GIVEN REQUEST. Present every line of the data below as a Markdown table with two columns, Row for the line number and Line for the text. Skip blank lines and leave the pictures out.

----

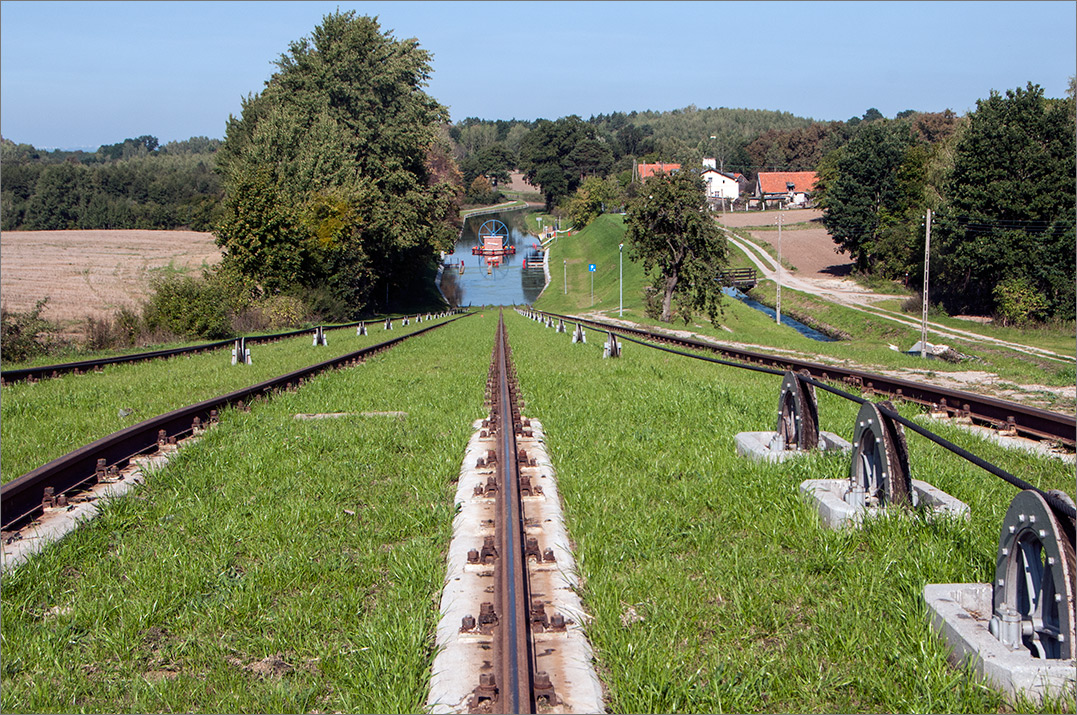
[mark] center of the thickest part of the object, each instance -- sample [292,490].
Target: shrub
[191,307]
[25,335]
[1019,303]
[284,311]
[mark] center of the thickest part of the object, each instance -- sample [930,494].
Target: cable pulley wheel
[797,414]
[1033,594]
[880,465]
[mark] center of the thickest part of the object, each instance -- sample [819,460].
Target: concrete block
[756,446]
[960,614]
[828,495]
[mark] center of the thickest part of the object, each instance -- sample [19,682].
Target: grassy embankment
[44,420]
[276,565]
[75,353]
[285,565]
[712,586]
[868,336]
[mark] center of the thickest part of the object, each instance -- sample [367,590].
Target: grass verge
[44,420]
[277,565]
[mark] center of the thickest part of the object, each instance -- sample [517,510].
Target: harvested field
[93,272]
[742,219]
[808,248]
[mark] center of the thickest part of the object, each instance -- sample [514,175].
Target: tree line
[131,184]
[340,180]
[1001,184]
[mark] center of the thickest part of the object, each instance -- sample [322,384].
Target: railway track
[514,654]
[78,367]
[514,627]
[51,485]
[1033,600]
[999,414]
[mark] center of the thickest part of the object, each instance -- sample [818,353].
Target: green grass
[746,603]
[596,244]
[868,336]
[321,543]
[1060,337]
[44,420]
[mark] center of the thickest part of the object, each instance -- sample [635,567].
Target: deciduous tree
[671,232]
[344,118]
[1011,202]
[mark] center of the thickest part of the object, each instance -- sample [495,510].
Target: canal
[466,280]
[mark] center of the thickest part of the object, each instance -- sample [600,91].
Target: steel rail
[1029,421]
[514,634]
[514,650]
[1055,504]
[89,365]
[21,499]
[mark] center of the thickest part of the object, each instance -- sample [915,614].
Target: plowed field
[93,272]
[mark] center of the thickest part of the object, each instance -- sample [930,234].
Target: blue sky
[80,74]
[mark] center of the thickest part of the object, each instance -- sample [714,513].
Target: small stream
[795,324]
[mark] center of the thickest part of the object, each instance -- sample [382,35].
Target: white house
[721,185]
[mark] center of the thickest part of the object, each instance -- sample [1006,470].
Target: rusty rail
[1027,421]
[513,646]
[22,499]
[44,372]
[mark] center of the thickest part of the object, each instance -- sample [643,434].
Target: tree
[559,155]
[1010,210]
[671,230]
[867,187]
[593,197]
[343,132]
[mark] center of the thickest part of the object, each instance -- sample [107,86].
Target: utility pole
[778,311]
[620,278]
[927,267]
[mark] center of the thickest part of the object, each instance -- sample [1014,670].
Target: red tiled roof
[777,182]
[647,170]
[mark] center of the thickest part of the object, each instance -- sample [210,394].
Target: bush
[25,335]
[123,330]
[194,308]
[1019,303]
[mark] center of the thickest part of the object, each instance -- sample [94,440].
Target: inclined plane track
[51,485]
[1004,415]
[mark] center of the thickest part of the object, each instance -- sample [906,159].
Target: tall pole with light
[778,310]
[927,272]
[620,278]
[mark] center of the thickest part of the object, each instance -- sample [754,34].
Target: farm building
[783,188]
[644,171]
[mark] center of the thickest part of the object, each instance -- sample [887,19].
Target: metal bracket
[612,347]
[879,473]
[1033,593]
[797,414]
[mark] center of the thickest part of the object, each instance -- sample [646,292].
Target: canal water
[466,280]
[795,324]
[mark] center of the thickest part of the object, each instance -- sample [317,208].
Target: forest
[131,184]
[998,180]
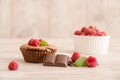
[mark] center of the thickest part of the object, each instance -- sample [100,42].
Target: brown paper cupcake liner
[35,56]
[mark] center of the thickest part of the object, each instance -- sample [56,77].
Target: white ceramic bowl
[91,45]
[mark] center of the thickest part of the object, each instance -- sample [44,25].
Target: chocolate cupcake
[36,50]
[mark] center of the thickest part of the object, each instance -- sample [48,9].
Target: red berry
[34,42]
[91,27]
[13,65]
[75,56]
[77,32]
[83,34]
[83,29]
[91,61]
[103,33]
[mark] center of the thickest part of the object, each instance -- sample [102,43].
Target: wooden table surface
[108,69]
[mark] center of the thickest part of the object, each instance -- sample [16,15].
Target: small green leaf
[43,43]
[81,62]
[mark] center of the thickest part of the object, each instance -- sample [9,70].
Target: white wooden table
[108,69]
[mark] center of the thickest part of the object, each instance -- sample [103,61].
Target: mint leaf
[80,62]
[43,43]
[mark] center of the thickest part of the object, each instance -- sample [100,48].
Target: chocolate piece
[61,60]
[49,60]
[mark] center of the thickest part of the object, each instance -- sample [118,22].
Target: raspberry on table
[13,65]
[75,56]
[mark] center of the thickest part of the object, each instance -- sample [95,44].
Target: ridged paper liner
[35,56]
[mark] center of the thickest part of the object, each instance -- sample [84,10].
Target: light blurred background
[57,18]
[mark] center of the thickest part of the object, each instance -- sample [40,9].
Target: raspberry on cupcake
[36,50]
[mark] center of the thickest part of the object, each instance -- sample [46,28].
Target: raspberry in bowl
[36,50]
[89,40]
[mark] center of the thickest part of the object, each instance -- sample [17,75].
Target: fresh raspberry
[13,65]
[75,56]
[34,42]
[91,61]
[103,33]
[77,32]
[91,27]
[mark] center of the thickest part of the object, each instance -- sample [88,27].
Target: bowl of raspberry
[90,40]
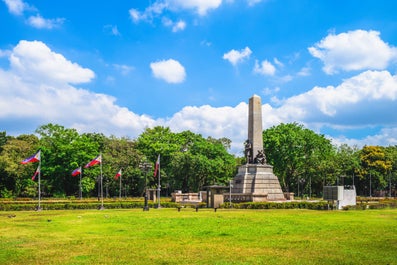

----

THE RESULT.
| Row | Line |
|---|---|
| 1 | [mark] center of the thickest part of the object, each instance -- sample [292,490]. |
| 2 | Target: shrub |
| 3 | [191,307] |
| 4 | [25,335] |
| 5 | [1019,303] |
| 6 | [284,311] |
| 7 | [mark] center of the thickest part of the object, each instance -- sample [930,494]. |
| 8 | Target: cable pulley wheel |
| 9 | [797,414] |
| 10 | [1033,594] |
| 11 | [880,465] |
| 12 | [mark] center of the thickest part of the object, each instance -- sample [819,460]. |
| 13 | Target: concrete block |
| 14 | [756,446] |
| 15 | [960,614] |
| 16 | [828,495] |
| 17 | [mark] center of the thickest part of the object, each instance -- sample [19,682]. |
| 18 | Target: grassy embankment |
| 19 | [44,420] |
| 20 | [276,565] |
| 21 | [75,353] |
| 22 | [285,565] |
| 23 | [712,586] |
| 24 | [868,336] |
| 25 | [mark] center of the thickest part of the object, each instance -- sample [367,590]. |
| 26 | Target: grass verge |
| 27 | [44,420] |
| 28 | [277,565] |
| 29 | [mark] center of the thickest part of the object, each instance -- sample [517,510]. |
| 30 | Target: harvested field |
| 31 | [93,272] |
| 32 | [742,219] |
| 33 | [808,248] |
| 34 | [mark] center of the thickest part of the object, each instance -- sample [514,175]. |
| 35 | Target: tree line |
| 36 | [131,184] |
| 37 | [340,180] |
| 38 | [1001,184] |
| 39 | [mark] center of the thickest part of the object, each instance -- sample [322,384]. |
| 40 | Target: railway track |
| 41 | [514,654] |
| 42 | [78,367] |
| 43 | [514,627] |
| 44 | [51,485] |
| 45 | [1033,600] |
| 46 | [999,414] |
| 47 | [mark] center of the thickest part of the object, each instance -- sample [818,353]. |
| 48 | Target: green grass |
| 49 | [746,603] |
| 50 | [596,244] |
| 51 | [868,336] |
| 52 | [321,543] |
| 53 | [1060,337] |
| 54 | [44,420] |
| 55 | [mark] center of the thickest part of the object, each instance -- sample [635,567]. |
| 56 | Target: deciduous tree |
| 57 | [671,232] |
| 58 | [344,118] |
| 59 | [1011,202] |
| 60 | [mark] center of the thickest part of the object, each instance -- sample [495,510]. |
| 61 | Target: canal |
| 62 | [466,280] |
| 63 | [mark] center of the thickest part of the object, each instance -- sample [600,91]. |
| 64 | Target: steel rail |
| 65 | [1029,421] |
| 66 | [514,634] |
| 67 | [514,650] |
| 68 | [1055,504] |
| 69 | [89,365] |
| 70 | [21,499] |
| 71 | [mark] center of the thickest part of the object, each instance -- sample [915,614]. |
| 72 | Target: plowed field |
| 73 | [93,272] |
| 74 | [mark] center of the thickest part of the object, each instance -- sample [930,234]. |
| 75 | Target: blue sky |
| 76 | [80,74] |
| 77 | [mark] center of the thickest part of the object, each instance -- sample [714,513]. |
| 78 | Target: small stream |
| 79 | [795,324] |
| 80 | [mark] center of the thickest part of the object, each instance -- sample [382,35]. |
| 81 | Target: white house |
| 82 | [721,185] |
| 83 | [mark] center of the thickest part of the object, each instance -- sample [1006,470]. |
| 84 | Target: rusty rail |
| 85 | [1027,421] |
| 86 | [513,646] |
| 87 | [22,499] |
| 88 | [44,372] |
| 89 | [mark] center of the thickest part of the object, each instance -- sample [643,434]. |
| 90 | Target: tree |
| 91 | [559,155] |
| 92 | [1010,210] |
| 93 | [671,230] |
| 94 | [867,187] |
| 95 | [593,197] |
| 96 | [343,132] |
| 97 | [mark] center of the thickest part of the object, each instance -- sample [107,86]. |
| 98 | Target: utility pole |
| 99 | [778,311] |
| 100 | [620,278] |
| 101 | [927,267] |
| 102 | [mark] center of the thickest part of the object, each instance -- sample [1014,670]. |
| 103 | Target: red tiled roof |
| 104 | [777,182] |
| 105 | [647,170] |
| 106 | [mark] center of the thickest part of the object, each instance -- sample [210,394]. |
| 107 | Target: bush |
| 108 | [25,335] |
| 109 | [123,330] |
| 110 | [194,308] |
| 111 | [1019,303] |
| 112 | [mark] center of the thickest part of the object, each instance -- sample [94,440]. |
| 113 | Target: inclined plane track |
| 114 | [51,485] |
| 115 | [1004,415] |
| 116 | [mark] center of the thickest part of the object, each instance -- sample [906,159]. |
| 117 | Target: tall pole with light |
| 118 | [778,310] |
| 119 | [927,272] |
| 120 | [620,278] |
| 121 | [mark] center of the thickest part of the object, each instance -- sample [754,34]. |
| 122 | Target: farm building |
| 123 | [783,188] |
| 124 | [644,171] |
| 125 | [mark] center of the thickest part of the object, each instance -- sample [887,19]. |
| 126 | Target: metal bracket |
| 127 | [612,347] |
| 128 | [879,473] |
| 129 | [1033,593] |
| 130 | [797,414] |
| 131 | [mark] center of the thickest part of the object, each instance -- sample [646,292]. |
| 132 | Target: canal water |
| 133 | [466,280] |
| 134 | [795,324] |
| 135 | [mark] center of the thickest part of the object, each instance -- sample [317,208]. |
| 136 | Target: forest |
| 137 | [131,184] |
| 138 | [998,180] |
| 139 | [mark] center of the thickest part of the object, each instance -- sample [100,42]. |
| 140 | Target: brown paper cupcake liner |
| 141 | [35,56] |
| 142 | [mark] center of the thickest part of the object, each instance -- sample [56,77]. |
| 143 | Target: white ceramic bowl |
| 144 | [91,45] |
| 145 | [mark] center of the thickest part of the object, each instance -- sample [44,25]. |
| 146 | Target: chocolate cupcake |
| 147 | [36,50] |
| 148 | [mark] center of the thickest part of the object, each instance -- sample [48,9]. |
| 149 | Target: red berry |
| 150 | [34,42] |
| 151 | [91,27] |
| 152 | [13,65] |
| 153 | [75,56] |
| 154 | [77,32] |
| 155 | [83,34] |
| 156 | [83,29] |
| 157 | [91,61] |
| 158 | [103,33] |
| 159 | [mark] center of the thickest part of the object, each instance -- sample [102,43]. |
| 160 | Target: wooden table surface |
| 161 | [108,69] |
| 162 | [mark] center of the thickest part of the object, each instance -- sample [16,15]. |
| 163 | Target: small green leaf |
| 164 | [43,43] |
| 165 | [81,62] |
| 166 | [mark] center of the thickest part of the object, each instance -- sample [9,70]. |
| 167 | Target: white wooden table |
| 168 | [108,69] |
| 169 | [mark] center of the thickest part of the object, each instance -- sample [103,61]. |
| 170 | Target: mint leaf |
| 171 | [80,62] |
| 172 | [43,43] |
| 173 | [mark] center of the thickest part of the object, each instance -- sample [100,48]. |
| 174 | Target: chocolate piece |
| 175 | [61,60] |
| 176 | [49,60] |
| 177 | [mark] center of the thickest part of the object, each instance -- sample [118,22]. |
| 178 | Target: raspberry on table |
| 179 | [13,65] |
| 180 | [75,56] |
| 181 | [mark] center of the thickest part of the object, each instance -- sample [95,44]. |
| 182 | Target: ridged paper liner |
| 183 | [35,56] |
| 184 | [mark] center of the thickest part of the object, each instance -- sample [84,10]. |
| 185 | Target: light blurred background |
| 186 | [57,18] |
| 187 | [mark] center of the thickest part of the object, each instance -- sample [40,9]. |
| 188 | Target: raspberry on cupcake |
| 189 | [36,50] |
| 190 | [mark] center of the thickest part of the object, each instance -- sample [46,28]. |
| 191 | Target: raspberry in bowl |
| 192 | [36,50] |
| 193 | [89,40] |
| 194 | [mark] center of the thickest part of the object, each instance -- sample [17,75]. |
| 195 | Target: fresh raspberry |
| 196 | [13,65] |
| 197 | [75,56] |
| 198 | [34,42] |
| 199 | [91,61] |
| 200 | [103,33] |
| 201 | [77,32] |
| 202 | [91,27] |
| 203 | [mark] center of the thickest part of the object, each instance -- sample [88,27]. |
| 204 | Target: bowl of raspberry |
| 205 | [90,40] |